Directions for this task:
Locate each line in the rows below that contains the word "circular", and copy every such line in full.

Data for this task:
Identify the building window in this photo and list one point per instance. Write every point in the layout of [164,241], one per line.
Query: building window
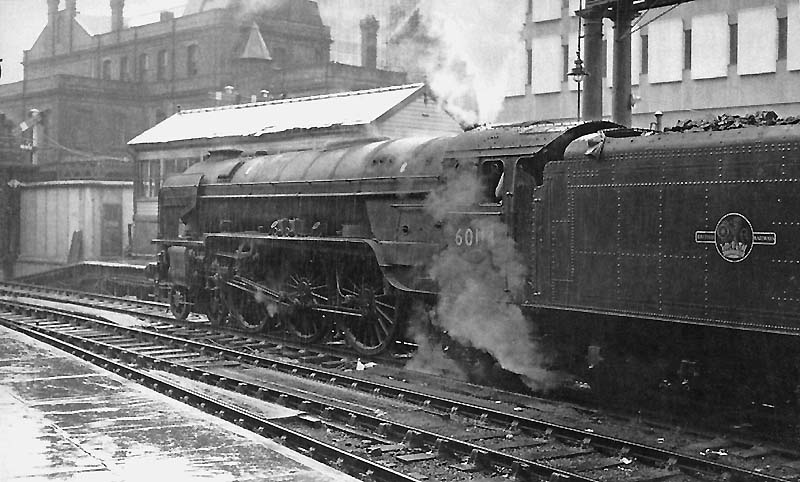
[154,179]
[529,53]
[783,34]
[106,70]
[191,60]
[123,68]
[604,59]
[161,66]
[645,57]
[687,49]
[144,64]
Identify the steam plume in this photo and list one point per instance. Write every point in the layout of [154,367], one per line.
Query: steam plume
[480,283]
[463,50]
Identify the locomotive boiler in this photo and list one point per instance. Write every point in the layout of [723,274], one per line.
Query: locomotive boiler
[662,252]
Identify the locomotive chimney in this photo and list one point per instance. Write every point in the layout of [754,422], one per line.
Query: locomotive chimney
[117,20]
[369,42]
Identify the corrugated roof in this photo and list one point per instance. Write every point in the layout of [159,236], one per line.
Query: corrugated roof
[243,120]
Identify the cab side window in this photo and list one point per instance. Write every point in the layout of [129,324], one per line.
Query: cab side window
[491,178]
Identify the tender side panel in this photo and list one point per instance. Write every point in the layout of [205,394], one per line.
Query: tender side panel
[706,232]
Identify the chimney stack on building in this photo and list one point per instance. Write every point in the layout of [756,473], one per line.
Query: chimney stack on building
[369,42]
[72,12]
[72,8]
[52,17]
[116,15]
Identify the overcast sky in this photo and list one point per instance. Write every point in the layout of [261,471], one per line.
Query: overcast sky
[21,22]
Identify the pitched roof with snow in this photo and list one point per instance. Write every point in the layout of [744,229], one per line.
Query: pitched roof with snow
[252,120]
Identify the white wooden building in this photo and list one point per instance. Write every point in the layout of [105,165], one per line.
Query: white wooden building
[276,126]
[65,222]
---
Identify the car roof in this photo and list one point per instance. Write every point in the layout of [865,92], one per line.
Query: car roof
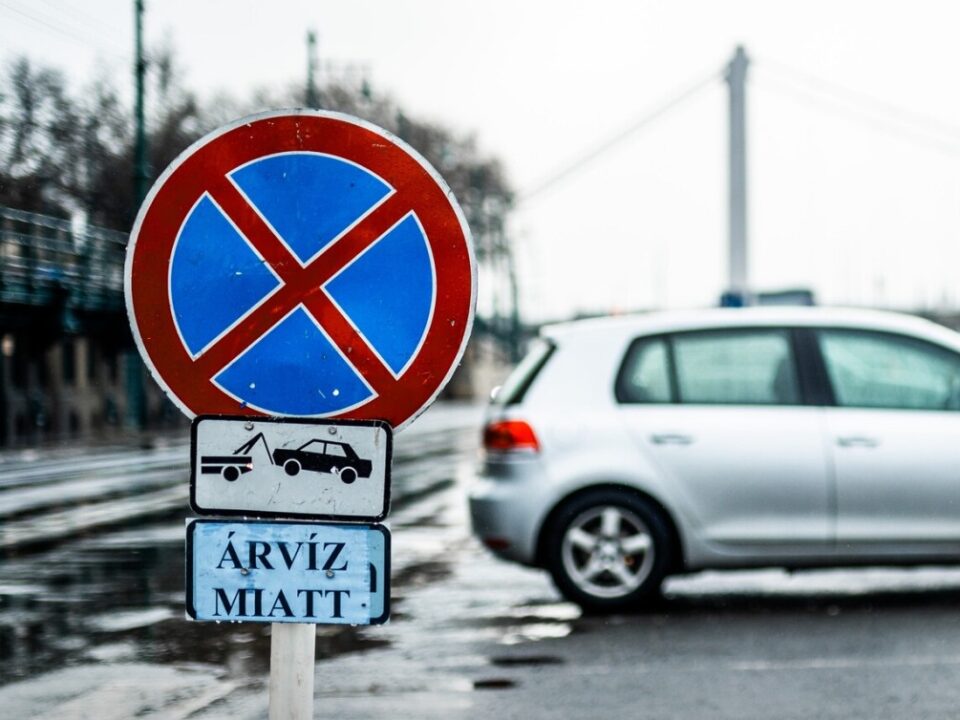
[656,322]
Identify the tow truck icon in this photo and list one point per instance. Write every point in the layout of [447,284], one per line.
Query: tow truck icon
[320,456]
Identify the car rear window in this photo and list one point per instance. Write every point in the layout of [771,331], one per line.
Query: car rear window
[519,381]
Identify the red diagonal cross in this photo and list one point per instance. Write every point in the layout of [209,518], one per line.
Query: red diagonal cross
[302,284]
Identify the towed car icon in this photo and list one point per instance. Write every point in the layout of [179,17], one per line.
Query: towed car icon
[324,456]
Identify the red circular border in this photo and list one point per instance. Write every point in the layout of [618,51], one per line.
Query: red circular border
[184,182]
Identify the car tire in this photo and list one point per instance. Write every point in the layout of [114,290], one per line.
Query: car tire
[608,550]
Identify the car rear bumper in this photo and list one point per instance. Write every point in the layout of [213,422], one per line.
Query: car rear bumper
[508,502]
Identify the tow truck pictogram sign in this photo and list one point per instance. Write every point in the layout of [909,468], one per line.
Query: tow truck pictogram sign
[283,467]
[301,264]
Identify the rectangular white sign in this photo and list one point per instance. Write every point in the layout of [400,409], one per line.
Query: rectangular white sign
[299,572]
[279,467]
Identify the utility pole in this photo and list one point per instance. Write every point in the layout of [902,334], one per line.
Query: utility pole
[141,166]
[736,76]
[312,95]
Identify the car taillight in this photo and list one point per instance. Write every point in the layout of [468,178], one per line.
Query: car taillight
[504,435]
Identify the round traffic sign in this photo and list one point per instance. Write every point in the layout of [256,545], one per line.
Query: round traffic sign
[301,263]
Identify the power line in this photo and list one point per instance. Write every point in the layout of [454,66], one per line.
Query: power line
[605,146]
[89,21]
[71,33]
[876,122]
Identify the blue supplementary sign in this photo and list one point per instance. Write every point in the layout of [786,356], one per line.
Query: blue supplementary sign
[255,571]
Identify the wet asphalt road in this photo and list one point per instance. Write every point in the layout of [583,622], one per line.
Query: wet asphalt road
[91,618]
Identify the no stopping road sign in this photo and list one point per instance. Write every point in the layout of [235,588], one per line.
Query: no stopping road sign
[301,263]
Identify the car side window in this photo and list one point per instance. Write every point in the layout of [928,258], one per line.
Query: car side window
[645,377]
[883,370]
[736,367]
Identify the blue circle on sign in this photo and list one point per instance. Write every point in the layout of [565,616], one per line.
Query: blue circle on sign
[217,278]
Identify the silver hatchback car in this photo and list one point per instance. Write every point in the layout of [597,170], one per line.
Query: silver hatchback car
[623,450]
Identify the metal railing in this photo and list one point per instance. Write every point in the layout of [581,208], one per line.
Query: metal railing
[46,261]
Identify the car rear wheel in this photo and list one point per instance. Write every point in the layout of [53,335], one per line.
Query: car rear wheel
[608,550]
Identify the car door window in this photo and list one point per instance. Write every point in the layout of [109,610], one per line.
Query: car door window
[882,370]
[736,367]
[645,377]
==
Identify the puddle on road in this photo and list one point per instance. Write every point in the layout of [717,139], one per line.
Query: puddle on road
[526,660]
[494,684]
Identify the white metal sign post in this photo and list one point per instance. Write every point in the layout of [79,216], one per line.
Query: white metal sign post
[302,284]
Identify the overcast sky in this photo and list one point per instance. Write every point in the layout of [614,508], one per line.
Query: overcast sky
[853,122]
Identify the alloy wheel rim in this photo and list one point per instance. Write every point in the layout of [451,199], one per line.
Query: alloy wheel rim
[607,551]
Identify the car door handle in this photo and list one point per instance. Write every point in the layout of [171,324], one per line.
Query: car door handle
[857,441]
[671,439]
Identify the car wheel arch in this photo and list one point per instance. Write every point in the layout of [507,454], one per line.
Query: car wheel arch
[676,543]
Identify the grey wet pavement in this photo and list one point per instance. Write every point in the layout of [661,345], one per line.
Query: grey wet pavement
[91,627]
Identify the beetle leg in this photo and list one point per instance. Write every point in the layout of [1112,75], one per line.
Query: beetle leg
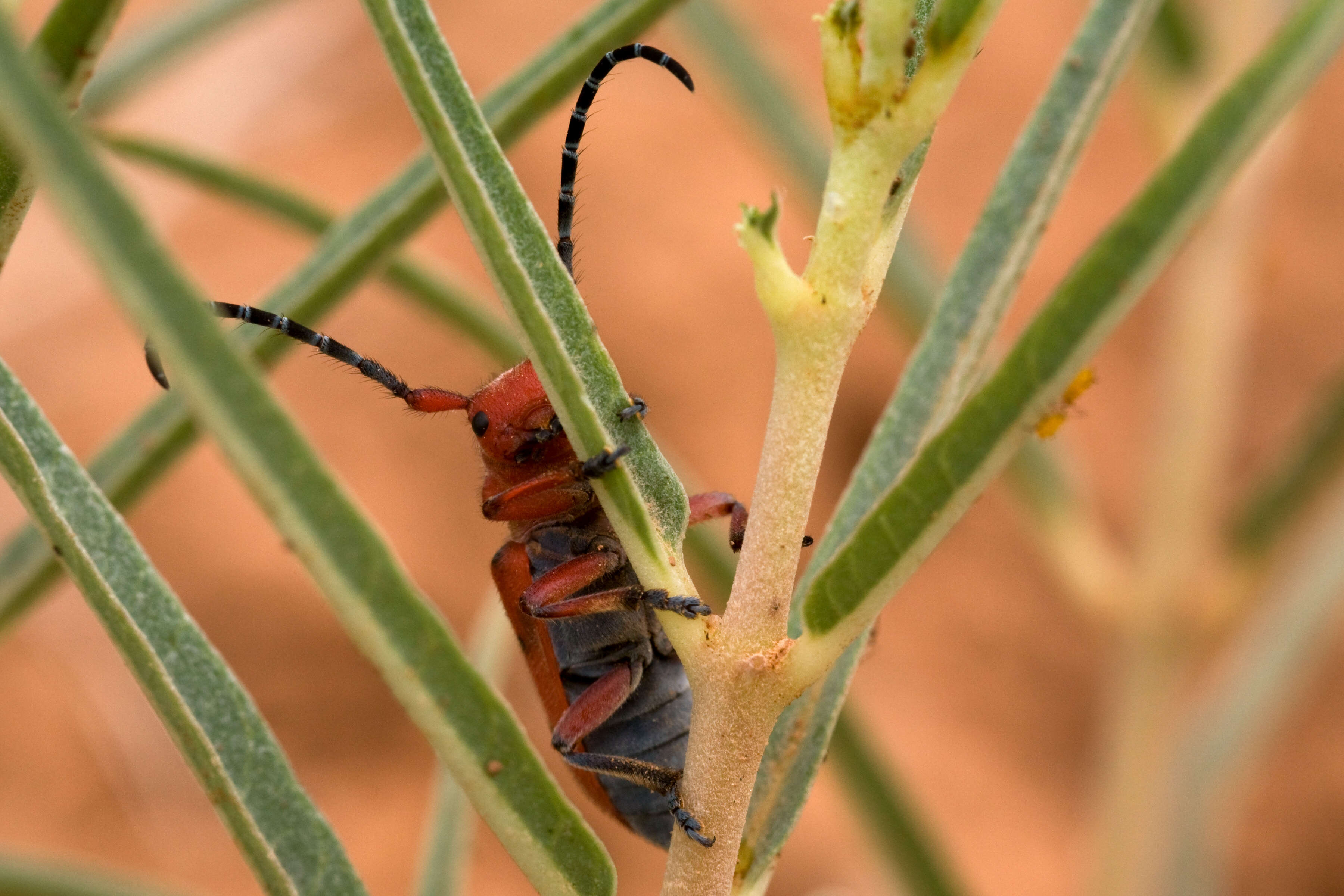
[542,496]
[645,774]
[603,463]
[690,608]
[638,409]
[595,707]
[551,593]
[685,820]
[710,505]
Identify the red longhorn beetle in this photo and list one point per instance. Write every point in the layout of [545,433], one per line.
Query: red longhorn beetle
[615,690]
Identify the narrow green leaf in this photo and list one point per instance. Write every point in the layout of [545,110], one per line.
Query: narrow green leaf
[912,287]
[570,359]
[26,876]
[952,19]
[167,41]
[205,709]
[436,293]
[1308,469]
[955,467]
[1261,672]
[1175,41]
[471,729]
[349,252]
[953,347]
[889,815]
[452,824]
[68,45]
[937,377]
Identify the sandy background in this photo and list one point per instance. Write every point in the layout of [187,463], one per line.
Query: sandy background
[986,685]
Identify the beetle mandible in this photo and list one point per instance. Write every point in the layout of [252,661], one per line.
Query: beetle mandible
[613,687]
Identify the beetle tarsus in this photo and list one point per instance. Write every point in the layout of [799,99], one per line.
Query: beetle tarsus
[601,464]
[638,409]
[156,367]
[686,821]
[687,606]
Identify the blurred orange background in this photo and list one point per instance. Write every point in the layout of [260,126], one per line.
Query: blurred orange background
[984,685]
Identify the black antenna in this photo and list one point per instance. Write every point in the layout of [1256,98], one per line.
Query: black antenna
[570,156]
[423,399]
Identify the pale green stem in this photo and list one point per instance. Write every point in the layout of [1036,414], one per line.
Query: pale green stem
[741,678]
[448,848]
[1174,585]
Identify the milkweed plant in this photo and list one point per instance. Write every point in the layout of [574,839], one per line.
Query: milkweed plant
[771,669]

Result of this task:
Identify the red circular border in this photo and list one point per instance. Write every point in the layout of [618,51], one per line.
Query: red circular border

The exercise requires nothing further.